WHAT TO PRODUCE:
Write out the material exactly. Do not include the pictures.

MATERIAL FOR THIS TASK:

***

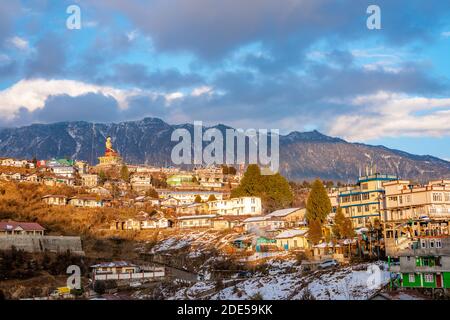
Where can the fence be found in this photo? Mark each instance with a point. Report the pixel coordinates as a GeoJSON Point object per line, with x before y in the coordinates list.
{"type": "Point", "coordinates": [157, 273]}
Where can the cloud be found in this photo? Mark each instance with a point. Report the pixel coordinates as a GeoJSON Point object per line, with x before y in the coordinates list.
{"type": "Point", "coordinates": [212, 29]}
{"type": "Point", "coordinates": [388, 114]}
{"type": "Point", "coordinates": [41, 100]}
{"type": "Point", "coordinates": [32, 94]}
{"type": "Point", "coordinates": [19, 43]}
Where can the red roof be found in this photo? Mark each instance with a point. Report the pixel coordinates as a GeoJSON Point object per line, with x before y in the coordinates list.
{"type": "Point", "coordinates": [27, 226]}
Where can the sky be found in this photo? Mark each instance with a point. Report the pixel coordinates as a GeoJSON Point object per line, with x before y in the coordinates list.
{"type": "Point", "coordinates": [292, 65]}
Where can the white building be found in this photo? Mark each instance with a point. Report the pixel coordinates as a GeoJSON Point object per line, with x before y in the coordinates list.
{"type": "Point", "coordinates": [141, 181]}
{"type": "Point", "coordinates": [186, 197]}
{"type": "Point", "coordinates": [64, 171]}
{"type": "Point", "coordinates": [236, 206]}
{"type": "Point", "coordinates": [197, 221]}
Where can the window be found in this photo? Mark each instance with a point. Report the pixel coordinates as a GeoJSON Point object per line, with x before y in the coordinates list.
{"type": "Point", "coordinates": [447, 196]}
{"type": "Point", "coordinates": [423, 244]}
{"type": "Point", "coordinates": [438, 243]}
{"type": "Point", "coordinates": [429, 278]}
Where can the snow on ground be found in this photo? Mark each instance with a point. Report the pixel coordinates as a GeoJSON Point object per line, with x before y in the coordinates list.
{"type": "Point", "coordinates": [196, 240]}
{"type": "Point", "coordinates": [286, 282]}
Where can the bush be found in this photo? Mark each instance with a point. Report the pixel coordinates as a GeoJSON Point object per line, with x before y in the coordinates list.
{"type": "Point", "coordinates": [257, 296]}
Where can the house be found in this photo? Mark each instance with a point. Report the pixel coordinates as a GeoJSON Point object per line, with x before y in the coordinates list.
{"type": "Point", "coordinates": [143, 221]}
{"type": "Point", "coordinates": [100, 191]}
{"type": "Point", "coordinates": [363, 202]}
{"type": "Point", "coordinates": [11, 176]}
{"type": "Point", "coordinates": [192, 208]}
{"type": "Point", "coordinates": [244, 242]}
{"type": "Point", "coordinates": [55, 200]}
{"type": "Point", "coordinates": [10, 162]}
{"type": "Point", "coordinates": [82, 167]}
{"type": "Point", "coordinates": [86, 202]}
{"type": "Point", "coordinates": [169, 202]}
{"type": "Point", "coordinates": [292, 239]}
{"type": "Point", "coordinates": [413, 210]}
{"type": "Point", "coordinates": [197, 221]}
{"type": "Point", "coordinates": [425, 263]}
{"type": "Point", "coordinates": [33, 178]}
{"type": "Point", "coordinates": [265, 244]}
{"type": "Point", "coordinates": [236, 206]}
{"type": "Point", "coordinates": [293, 217]}
{"type": "Point", "coordinates": [64, 171]}
{"type": "Point", "coordinates": [115, 267]}
{"type": "Point", "coordinates": [141, 182]}
{"type": "Point", "coordinates": [21, 228]}
{"type": "Point", "coordinates": [123, 270]}
{"type": "Point", "coordinates": [89, 180]}
{"type": "Point", "coordinates": [228, 222]}
{"type": "Point", "coordinates": [186, 197]}
{"type": "Point", "coordinates": [254, 224]}
{"type": "Point", "coordinates": [50, 180]}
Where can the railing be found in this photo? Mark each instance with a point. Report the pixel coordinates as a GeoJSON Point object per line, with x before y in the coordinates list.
{"type": "Point", "coordinates": [160, 273]}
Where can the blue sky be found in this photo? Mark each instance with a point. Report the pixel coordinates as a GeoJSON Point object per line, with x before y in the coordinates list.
{"type": "Point", "coordinates": [294, 65]}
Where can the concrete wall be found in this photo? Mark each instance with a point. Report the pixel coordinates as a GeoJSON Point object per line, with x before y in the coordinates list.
{"type": "Point", "coordinates": [41, 243]}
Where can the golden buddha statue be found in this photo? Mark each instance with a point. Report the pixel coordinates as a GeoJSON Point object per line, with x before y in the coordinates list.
{"type": "Point", "coordinates": [108, 145]}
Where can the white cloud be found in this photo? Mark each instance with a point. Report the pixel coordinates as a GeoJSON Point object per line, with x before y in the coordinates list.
{"type": "Point", "coordinates": [387, 114]}
{"type": "Point", "coordinates": [33, 93]}
{"type": "Point", "coordinates": [19, 43]}
{"type": "Point", "coordinates": [132, 35]}
{"type": "Point", "coordinates": [201, 91]}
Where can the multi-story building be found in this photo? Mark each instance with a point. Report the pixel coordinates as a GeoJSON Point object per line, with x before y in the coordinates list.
{"type": "Point", "coordinates": [141, 182]}
{"type": "Point", "coordinates": [363, 203]}
{"type": "Point", "coordinates": [89, 180]}
{"type": "Point", "coordinates": [185, 197]}
{"type": "Point", "coordinates": [405, 201]}
{"type": "Point", "coordinates": [414, 210]}
{"type": "Point", "coordinates": [236, 206]}
{"type": "Point", "coordinates": [425, 263]}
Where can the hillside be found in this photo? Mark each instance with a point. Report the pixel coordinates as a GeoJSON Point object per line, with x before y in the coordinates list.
{"type": "Point", "coordinates": [302, 155]}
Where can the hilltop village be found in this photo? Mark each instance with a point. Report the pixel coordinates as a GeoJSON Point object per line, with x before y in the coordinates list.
{"type": "Point", "coordinates": [214, 232]}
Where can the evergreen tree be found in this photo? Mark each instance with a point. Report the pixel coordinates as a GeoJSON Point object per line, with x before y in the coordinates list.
{"type": "Point", "coordinates": [347, 231]}
{"type": "Point", "coordinates": [339, 221]}
{"type": "Point", "coordinates": [318, 205]}
{"type": "Point", "coordinates": [315, 231]}
{"type": "Point", "coordinates": [124, 173]}
{"type": "Point", "coordinates": [102, 177]}
{"type": "Point", "coordinates": [274, 190]}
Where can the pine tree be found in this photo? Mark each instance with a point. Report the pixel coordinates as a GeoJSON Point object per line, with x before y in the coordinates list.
{"type": "Point", "coordinates": [339, 221]}
{"type": "Point", "coordinates": [274, 190]}
{"type": "Point", "coordinates": [124, 173]}
{"type": "Point", "coordinates": [315, 231]}
{"type": "Point", "coordinates": [318, 205]}
{"type": "Point", "coordinates": [347, 231]}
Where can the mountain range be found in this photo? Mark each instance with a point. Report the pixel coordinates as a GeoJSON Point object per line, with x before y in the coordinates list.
{"type": "Point", "coordinates": [303, 155]}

***

SOLUTION FOR THIS EXERCISE:
Where can the fence be found in this photo? Mark each instance with a point. Report the pixel coordinates as a GeoJSON Point object per line, with x before y in the coordinates list.
{"type": "Point", "coordinates": [157, 273]}
Where can the cloud be found in this photo? Mark each instance with a point. Report the pixel coordinates as a GeoJSON Point object per line, with x before y in the coordinates list.
{"type": "Point", "coordinates": [212, 29]}
{"type": "Point", "coordinates": [388, 114]}
{"type": "Point", "coordinates": [41, 100]}
{"type": "Point", "coordinates": [32, 94]}
{"type": "Point", "coordinates": [19, 43]}
Where can the red roof be found in this photo? Mark each instance with a point. Report the pixel coordinates as a GeoJSON Point object per line, with x before y in the coordinates list.
{"type": "Point", "coordinates": [27, 226]}
Where can the sky be found in this photo? Mark each instance with a point. Report the pixel coordinates as a GeoJSON Point object per line, with x before y in the coordinates list.
{"type": "Point", "coordinates": [292, 65]}
Where can the white building be found in this photo? Mark each instance with a point. Report the pixel coordinates as a GeoJSON Point object per line, with x before y in the coordinates list.
{"type": "Point", "coordinates": [141, 181]}
{"type": "Point", "coordinates": [186, 197]}
{"type": "Point", "coordinates": [64, 171]}
{"type": "Point", "coordinates": [236, 206]}
{"type": "Point", "coordinates": [197, 221]}
Where can the window be found in this photo? Mark each instance with a point. Report the pixel coordinates as a GeoJSON Point object per line, with x before y in the coordinates list.
{"type": "Point", "coordinates": [447, 196]}
{"type": "Point", "coordinates": [423, 244]}
{"type": "Point", "coordinates": [438, 243]}
{"type": "Point", "coordinates": [429, 278]}
Where can the snow on ground be found in this photo? Mark each instance with a point. Report the pixel coordinates as a GeoJSON Point object per line, with x before y in the coordinates list.
{"type": "Point", "coordinates": [196, 240]}
{"type": "Point", "coordinates": [286, 282]}
Where can the bush be found in this photo? Mark each instance with a point. Report the pixel coordinates as a GeoJSON Point object per line, with x before y in the coordinates list.
{"type": "Point", "coordinates": [257, 296]}
Where can the house be found in this photo? Mark each instance with a point. Report the pixel coordinates as a GeoJSON Point object per line, with x before y in the coordinates list.
{"type": "Point", "coordinates": [143, 221]}
{"type": "Point", "coordinates": [100, 191]}
{"type": "Point", "coordinates": [363, 202]}
{"type": "Point", "coordinates": [11, 176]}
{"type": "Point", "coordinates": [192, 208]}
{"type": "Point", "coordinates": [244, 242]}
{"type": "Point", "coordinates": [55, 200]}
{"type": "Point", "coordinates": [10, 162]}
{"type": "Point", "coordinates": [82, 167]}
{"type": "Point", "coordinates": [86, 202]}
{"type": "Point", "coordinates": [169, 202]}
{"type": "Point", "coordinates": [292, 239]}
{"type": "Point", "coordinates": [413, 210]}
{"type": "Point", "coordinates": [197, 221]}
{"type": "Point", "coordinates": [425, 263]}
{"type": "Point", "coordinates": [33, 178]}
{"type": "Point", "coordinates": [265, 244]}
{"type": "Point", "coordinates": [236, 206]}
{"type": "Point", "coordinates": [293, 217]}
{"type": "Point", "coordinates": [64, 171]}
{"type": "Point", "coordinates": [115, 267]}
{"type": "Point", "coordinates": [141, 182]}
{"type": "Point", "coordinates": [21, 228]}
{"type": "Point", "coordinates": [123, 270]}
{"type": "Point", "coordinates": [89, 180]}
{"type": "Point", "coordinates": [228, 222]}
{"type": "Point", "coordinates": [186, 197]}
{"type": "Point", "coordinates": [254, 224]}
{"type": "Point", "coordinates": [50, 180]}
Where can the railing be found in this photo? Mark each instance with a point. Report the pixel coordinates as a GeoJSON Point object per line, with x before y in the coordinates list.
{"type": "Point", "coordinates": [160, 273]}
Where can the blue sky be found in this photo? Mark each instance with a point. Report the pixel coordinates as a GeoJSON Point object per line, with x before y in the coordinates list.
{"type": "Point", "coordinates": [294, 65]}
Where can the concrete wall be found in this photo? Mark each instance with a point. Report the pixel coordinates as a GeoJSON Point object per line, with x before y in the coordinates list.
{"type": "Point", "coordinates": [41, 243]}
Where can the golden buddha statue be found in this photo? Mark each instance with a point. Report the pixel coordinates as a GeoJSON Point object per line, with x before y in the coordinates list.
{"type": "Point", "coordinates": [108, 145]}
Where can the white cloud be found in this photo? Mark each instance with a point. Report the pixel coordinates as a GeoJSON Point object per line, with x before y in the coordinates list.
{"type": "Point", "coordinates": [387, 114]}
{"type": "Point", "coordinates": [33, 93]}
{"type": "Point", "coordinates": [19, 43]}
{"type": "Point", "coordinates": [132, 35]}
{"type": "Point", "coordinates": [201, 91]}
Where can the multi-story building be found in this photo? Mark each instance with a point. Report the pixel coordinates as a GeoJSON Point object per line, with x before y in the coordinates list.
{"type": "Point", "coordinates": [141, 182]}
{"type": "Point", "coordinates": [363, 203]}
{"type": "Point", "coordinates": [89, 180]}
{"type": "Point", "coordinates": [185, 197]}
{"type": "Point", "coordinates": [405, 201]}
{"type": "Point", "coordinates": [414, 210]}
{"type": "Point", "coordinates": [236, 206]}
{"type": "Point", "coordinates": [425, 263]}
Where can the hillside be found in this photo? Mark each instance with a point. Report the pixel coordinates as a GeoJSON Point object per line, with x before y in the coordinates list.
{"type": "Point", "coordinates": [302, 155]}
Where can the hilltop village be found in this photo? Mark each instance with a point. Report the pixel coordinates as a GeoJSON Point object per line, with x before y in the coordinates list.
{"type": "Point", "coordinates": [214, 232]}
Where can the evergreen tree be found in this photo? Mark each instance with a point. Report the pixel coordinates as a GeoJSON Point object per line, with x before y in the coordinates list.
{"type": "Point", "coordinates": [347, 231]}
{"type": "Point", "coordinates": [339, 221]}
{"type": "Point", "coordinates": [318, 205]}
{"type": "Point", "coordinates": [315, 231]}
{"type": "Point", "coordinates": [124, 173]}
{"type": "Point", "coordinates": [102, 177]}
{"type": "Point", "coordinates": [274, 190]}
Where can the pine tree be found in this photo? Mark each instance with a point. Report the pixel coordinates as a GeoJSON Point object per line, with x before y in the coordinates list.
{"type": "Point", "coordinates": [339, 221]}
{"type": "Point", "coordinates": [274, 190]}
{"type": "Point", "coordinates": [124, 173]}
{"type": "Point", "coordinates": [315, 231]}
{"type": "Point", "coordinates": [318, 205]}
{"type": "Point", "coordinates": [347, 231]}
Where can the mountain range be found in this photo? Mark each instance with a point. Report the pixel coordinates as a GeoJSON Point object per line, with x before y in the coordinates list.
{"type": "Point", "coordinates": [303, 155]}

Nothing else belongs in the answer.